■ **Stated goal**: Could you copy the rows below, starting with the very first line and going on through the line that contains "column 387, row 227", swapping "green shrub" for "leafy bush" and changing nothing else?

■ **Material provided**:
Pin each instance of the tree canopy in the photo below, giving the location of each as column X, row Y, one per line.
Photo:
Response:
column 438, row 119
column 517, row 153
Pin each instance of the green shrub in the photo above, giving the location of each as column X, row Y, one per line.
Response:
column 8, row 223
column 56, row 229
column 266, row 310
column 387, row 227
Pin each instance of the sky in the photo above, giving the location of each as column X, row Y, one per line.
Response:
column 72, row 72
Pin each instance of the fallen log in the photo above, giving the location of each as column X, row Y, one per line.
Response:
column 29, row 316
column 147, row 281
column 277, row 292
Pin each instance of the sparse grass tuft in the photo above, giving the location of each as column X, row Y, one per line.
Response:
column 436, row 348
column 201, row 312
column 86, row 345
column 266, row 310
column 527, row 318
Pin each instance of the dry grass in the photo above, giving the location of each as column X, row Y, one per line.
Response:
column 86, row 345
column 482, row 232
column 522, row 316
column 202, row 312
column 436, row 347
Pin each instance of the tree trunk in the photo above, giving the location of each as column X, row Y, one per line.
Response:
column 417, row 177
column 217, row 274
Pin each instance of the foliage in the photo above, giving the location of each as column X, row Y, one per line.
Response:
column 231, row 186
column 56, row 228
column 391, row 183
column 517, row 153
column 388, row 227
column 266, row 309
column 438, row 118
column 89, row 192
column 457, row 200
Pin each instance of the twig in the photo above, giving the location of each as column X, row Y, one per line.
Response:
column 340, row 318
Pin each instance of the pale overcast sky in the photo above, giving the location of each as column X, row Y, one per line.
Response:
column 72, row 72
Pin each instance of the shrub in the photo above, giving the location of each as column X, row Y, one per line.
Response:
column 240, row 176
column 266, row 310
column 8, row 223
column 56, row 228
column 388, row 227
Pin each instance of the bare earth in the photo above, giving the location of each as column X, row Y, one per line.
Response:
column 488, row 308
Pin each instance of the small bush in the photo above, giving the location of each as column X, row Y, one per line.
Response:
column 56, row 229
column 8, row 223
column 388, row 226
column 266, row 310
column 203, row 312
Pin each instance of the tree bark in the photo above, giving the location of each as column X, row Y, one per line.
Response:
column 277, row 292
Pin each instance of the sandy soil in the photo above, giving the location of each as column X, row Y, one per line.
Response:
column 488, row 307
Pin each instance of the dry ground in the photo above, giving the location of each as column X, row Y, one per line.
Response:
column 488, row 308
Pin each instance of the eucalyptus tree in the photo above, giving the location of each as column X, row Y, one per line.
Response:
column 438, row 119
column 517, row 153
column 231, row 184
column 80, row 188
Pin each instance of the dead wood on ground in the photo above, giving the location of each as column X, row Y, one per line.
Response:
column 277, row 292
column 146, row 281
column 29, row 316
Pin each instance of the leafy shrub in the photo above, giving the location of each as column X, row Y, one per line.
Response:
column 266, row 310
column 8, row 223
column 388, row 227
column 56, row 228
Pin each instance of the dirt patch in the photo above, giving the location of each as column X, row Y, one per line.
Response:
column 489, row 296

■ **In response**:
Pin each instance of the tree canopy in the photo below, giving the location of each as column X, row Y, one per line.
Photo:
Response:
column 438, row 119
column 517, row 153
Pin each instance of the leafy bush in the photo above, giving the location of each as column X, row Y, one per line.
Response:
column 8, row 223
column 56, row 229
column 266, row 310
column 387, row 227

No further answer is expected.